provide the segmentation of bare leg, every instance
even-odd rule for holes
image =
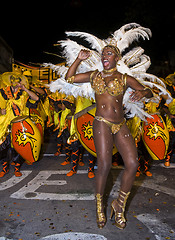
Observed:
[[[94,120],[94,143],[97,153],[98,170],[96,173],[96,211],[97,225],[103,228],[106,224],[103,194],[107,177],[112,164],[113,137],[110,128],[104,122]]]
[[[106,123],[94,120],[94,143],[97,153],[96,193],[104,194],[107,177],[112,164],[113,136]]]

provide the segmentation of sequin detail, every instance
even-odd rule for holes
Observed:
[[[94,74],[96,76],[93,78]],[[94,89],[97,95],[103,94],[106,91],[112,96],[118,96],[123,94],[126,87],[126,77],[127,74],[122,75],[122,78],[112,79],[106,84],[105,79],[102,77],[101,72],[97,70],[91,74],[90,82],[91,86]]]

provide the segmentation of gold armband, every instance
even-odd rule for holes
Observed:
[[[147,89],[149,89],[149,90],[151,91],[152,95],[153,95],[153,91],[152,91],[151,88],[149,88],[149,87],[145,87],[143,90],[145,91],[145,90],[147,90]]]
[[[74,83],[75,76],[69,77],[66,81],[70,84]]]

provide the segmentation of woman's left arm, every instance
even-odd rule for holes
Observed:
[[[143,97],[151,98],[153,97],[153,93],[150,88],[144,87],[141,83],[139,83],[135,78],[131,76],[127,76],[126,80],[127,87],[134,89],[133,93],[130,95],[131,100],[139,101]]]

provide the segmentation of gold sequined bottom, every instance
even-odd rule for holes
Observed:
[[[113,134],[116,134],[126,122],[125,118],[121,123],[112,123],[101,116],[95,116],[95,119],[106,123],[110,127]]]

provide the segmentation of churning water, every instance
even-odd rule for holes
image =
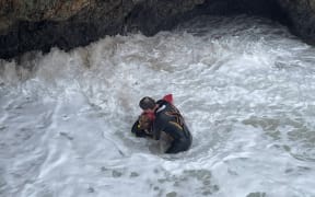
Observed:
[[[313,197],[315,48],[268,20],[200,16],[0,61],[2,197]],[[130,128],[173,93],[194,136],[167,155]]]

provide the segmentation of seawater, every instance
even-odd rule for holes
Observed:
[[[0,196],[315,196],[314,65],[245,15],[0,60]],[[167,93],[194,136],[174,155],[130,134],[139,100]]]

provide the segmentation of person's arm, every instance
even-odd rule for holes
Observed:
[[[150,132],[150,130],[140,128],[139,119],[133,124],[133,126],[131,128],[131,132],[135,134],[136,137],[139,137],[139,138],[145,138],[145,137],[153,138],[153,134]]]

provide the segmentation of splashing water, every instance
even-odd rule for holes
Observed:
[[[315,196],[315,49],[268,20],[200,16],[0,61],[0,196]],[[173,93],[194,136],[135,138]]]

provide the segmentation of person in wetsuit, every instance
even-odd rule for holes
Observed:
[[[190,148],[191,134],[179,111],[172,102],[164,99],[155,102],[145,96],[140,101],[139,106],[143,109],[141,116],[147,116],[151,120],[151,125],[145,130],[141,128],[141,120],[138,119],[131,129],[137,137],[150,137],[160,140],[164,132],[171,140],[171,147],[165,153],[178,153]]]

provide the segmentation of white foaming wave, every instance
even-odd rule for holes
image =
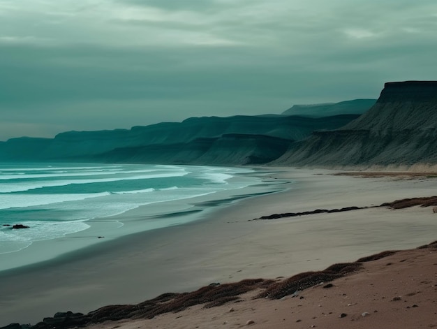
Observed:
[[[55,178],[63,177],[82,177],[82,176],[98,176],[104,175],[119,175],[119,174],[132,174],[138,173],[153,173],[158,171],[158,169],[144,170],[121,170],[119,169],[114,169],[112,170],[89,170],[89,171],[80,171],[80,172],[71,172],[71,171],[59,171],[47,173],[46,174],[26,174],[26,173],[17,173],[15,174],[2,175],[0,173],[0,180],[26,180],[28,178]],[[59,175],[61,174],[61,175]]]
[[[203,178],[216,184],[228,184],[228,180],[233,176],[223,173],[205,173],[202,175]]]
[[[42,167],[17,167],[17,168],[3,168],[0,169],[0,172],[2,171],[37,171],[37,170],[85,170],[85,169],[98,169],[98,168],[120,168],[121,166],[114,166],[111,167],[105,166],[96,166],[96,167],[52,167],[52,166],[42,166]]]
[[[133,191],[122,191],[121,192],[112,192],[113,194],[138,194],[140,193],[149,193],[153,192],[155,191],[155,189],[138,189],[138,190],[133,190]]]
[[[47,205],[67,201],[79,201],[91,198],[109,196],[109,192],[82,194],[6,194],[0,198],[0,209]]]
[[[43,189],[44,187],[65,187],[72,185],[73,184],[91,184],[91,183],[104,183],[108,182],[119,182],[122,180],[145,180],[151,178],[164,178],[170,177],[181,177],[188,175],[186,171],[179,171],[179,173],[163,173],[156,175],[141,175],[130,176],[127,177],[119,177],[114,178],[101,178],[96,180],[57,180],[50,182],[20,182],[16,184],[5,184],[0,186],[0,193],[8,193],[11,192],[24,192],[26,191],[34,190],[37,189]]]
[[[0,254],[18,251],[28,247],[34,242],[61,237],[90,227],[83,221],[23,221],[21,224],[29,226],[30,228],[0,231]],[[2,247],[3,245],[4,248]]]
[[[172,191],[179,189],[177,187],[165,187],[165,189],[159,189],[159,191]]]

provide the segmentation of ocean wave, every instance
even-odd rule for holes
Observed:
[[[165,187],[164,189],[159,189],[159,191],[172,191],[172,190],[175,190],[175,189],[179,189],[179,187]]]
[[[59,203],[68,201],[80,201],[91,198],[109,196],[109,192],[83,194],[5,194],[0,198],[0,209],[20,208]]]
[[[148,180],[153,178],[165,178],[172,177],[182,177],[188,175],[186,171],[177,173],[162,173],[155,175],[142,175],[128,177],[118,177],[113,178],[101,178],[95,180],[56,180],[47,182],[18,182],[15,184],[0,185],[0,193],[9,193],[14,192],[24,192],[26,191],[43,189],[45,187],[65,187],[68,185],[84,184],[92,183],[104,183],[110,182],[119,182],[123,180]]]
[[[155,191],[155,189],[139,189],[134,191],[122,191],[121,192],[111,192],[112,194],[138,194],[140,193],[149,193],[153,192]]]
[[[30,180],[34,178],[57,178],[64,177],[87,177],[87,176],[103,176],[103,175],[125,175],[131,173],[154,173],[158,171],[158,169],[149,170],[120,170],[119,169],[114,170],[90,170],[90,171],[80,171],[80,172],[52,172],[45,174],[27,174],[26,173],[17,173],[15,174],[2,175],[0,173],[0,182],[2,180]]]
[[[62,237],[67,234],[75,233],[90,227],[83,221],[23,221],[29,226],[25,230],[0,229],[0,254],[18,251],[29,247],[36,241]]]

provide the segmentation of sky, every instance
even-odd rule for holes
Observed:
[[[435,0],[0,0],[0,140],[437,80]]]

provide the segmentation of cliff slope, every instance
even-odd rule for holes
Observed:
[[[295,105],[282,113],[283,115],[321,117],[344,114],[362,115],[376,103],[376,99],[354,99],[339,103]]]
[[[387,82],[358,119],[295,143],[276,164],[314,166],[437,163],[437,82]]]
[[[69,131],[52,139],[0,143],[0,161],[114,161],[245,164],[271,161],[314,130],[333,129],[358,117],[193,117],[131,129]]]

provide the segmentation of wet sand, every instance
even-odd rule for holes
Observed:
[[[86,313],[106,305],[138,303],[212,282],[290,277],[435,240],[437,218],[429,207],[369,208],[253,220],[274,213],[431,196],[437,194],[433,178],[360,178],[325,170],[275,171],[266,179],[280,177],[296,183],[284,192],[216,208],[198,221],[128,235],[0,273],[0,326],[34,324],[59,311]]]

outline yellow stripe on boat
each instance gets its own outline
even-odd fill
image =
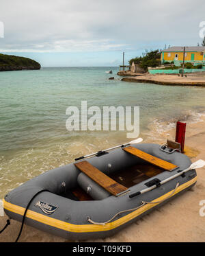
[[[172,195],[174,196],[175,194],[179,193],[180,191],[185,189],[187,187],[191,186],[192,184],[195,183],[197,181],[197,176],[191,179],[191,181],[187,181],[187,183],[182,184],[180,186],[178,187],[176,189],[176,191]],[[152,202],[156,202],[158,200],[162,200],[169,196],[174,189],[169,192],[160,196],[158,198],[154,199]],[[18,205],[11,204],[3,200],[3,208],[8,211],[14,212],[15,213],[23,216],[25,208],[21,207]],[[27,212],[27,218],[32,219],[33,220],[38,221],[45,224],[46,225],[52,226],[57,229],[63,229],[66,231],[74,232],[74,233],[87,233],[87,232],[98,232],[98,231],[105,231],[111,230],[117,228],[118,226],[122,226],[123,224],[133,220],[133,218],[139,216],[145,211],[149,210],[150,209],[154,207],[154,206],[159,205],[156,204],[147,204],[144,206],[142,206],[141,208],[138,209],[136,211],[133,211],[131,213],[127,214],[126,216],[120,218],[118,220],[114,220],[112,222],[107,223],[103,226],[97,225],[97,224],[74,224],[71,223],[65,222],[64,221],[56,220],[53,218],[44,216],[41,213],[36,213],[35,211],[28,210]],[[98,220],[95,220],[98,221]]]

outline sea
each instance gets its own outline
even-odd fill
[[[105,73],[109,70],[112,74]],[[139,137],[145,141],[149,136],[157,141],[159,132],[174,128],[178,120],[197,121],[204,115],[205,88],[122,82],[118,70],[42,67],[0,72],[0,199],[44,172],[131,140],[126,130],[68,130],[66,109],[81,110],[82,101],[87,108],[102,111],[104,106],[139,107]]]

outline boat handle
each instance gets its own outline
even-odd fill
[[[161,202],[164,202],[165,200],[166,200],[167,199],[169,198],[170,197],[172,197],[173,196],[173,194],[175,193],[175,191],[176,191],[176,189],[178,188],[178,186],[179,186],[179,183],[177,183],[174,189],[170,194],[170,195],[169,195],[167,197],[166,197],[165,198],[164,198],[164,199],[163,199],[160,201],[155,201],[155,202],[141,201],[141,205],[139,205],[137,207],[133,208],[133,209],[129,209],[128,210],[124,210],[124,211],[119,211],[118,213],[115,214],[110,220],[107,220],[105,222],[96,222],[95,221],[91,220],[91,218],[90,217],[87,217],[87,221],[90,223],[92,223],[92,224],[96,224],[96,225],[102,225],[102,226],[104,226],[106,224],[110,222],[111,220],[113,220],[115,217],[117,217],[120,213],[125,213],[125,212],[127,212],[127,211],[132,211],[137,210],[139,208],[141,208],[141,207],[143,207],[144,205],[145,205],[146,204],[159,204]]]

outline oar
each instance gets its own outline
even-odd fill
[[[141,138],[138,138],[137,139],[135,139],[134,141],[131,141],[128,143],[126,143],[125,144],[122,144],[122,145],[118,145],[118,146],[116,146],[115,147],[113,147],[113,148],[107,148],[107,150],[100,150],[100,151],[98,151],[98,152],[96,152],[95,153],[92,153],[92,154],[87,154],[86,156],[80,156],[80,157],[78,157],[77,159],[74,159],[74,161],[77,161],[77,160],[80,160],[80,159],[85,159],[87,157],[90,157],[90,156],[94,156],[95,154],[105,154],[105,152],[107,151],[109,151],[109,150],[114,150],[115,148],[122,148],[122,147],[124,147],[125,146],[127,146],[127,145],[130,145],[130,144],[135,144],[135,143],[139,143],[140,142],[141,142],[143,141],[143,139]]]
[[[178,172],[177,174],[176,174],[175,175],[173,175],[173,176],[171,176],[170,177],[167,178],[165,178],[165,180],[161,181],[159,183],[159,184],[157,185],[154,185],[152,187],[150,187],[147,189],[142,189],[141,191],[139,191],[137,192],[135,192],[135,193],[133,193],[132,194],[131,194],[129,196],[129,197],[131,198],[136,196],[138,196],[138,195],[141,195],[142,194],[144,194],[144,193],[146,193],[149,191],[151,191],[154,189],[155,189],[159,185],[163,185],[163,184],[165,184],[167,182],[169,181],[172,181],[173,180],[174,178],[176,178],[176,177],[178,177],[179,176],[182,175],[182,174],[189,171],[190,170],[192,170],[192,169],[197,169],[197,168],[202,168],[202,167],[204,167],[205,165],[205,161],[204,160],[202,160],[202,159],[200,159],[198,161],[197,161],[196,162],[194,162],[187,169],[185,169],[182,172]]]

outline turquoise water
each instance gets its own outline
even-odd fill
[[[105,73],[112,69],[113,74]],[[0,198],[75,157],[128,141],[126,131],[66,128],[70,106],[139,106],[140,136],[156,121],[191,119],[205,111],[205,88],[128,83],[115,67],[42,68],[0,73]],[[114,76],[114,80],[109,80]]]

════════════════════

### WORK TO COMPLETE
Return, unchanged, each line from the line containing "outline oar" through the last line of the material.

### REPLY TO THE EXERCISE
outline oar
each instance gets its own outline
even-odd fill
[[[141,138],[138,138],[137,139],[135,139],[134,141],[131,141],[128,143],[126,143],[125,144],[122,144],[122,145],[118,145],[118,146],[116,146],[115,147],[113,147],[113,148],[107,148],[107,150],[100,150],[100,151],[98,151],[98,152],[96,152],[95,153],[92,153],[92,154],[87,154],[86,156],[80,156],[80,157],[78,157],[77,159],[74,159],[74,161],[77,161],[77,160],[80,160],[80,159],[85,159],[87,157],[90,157],[90,156],[94,156],[95,154],[105,154],[105,152],[107,151],[109,151],[109,150],[114,150],[115,148],[122,148],[122,147],[124,147],[125,146],[127,146],[127,145],[130,145],[130,144],[135,144],[135,143],[139,143],[140,142],[141,142],[143,141],[143,139]]]
[[[178,172],[177,174],[176,174],[175,175],[173,175],[173,176],[171,176],[170,177],[167,178],[165,178],[165,180],[161,181],[159,183],[159,184],[157,185],[154,185],[152,187],[150,187],[147,189],[142,189],[141,191],[139,191],[137,192],[135,192],[135,193],[133,193],[132,194],[131,194],[129,196],[129,197],[131,198],[136,196],[138,196],[138,195],[141,195],[142,194],[144,194],[144,193],[146,193],[149,191],[151,191],[154,189],[155,189],[159,185],[163,185],[163,184],[165,184],[167,182],[169,181],[172,181],[173,180],[174,178],[176,178],[176,177],[178,177],[179,176],[182,175],[182,174],[189,171],[190,170],[192,170],[192,169],[197,169],[197,168],[202,168],[202,167],[204,167],[205,165],[205,161],[204,160],[202,160],[202,159],[200,159],[198,161],[197,161],[196,162],[194,162],[187,169],[185,169],[182,172]]]

outline turquoise water
each instance gets its own outline
even-odd fill
[[[105,73],[112,69],[113,74]],[[0,198],[75,157],[128,141],[126,131],[66,128],[70,106],[139,106],[140,136],[156,121],[191,119],[205,111],[205,88],[128,83],[115,67],[42,68],[0,73]],[[114,76],[114,80],[109,80]]]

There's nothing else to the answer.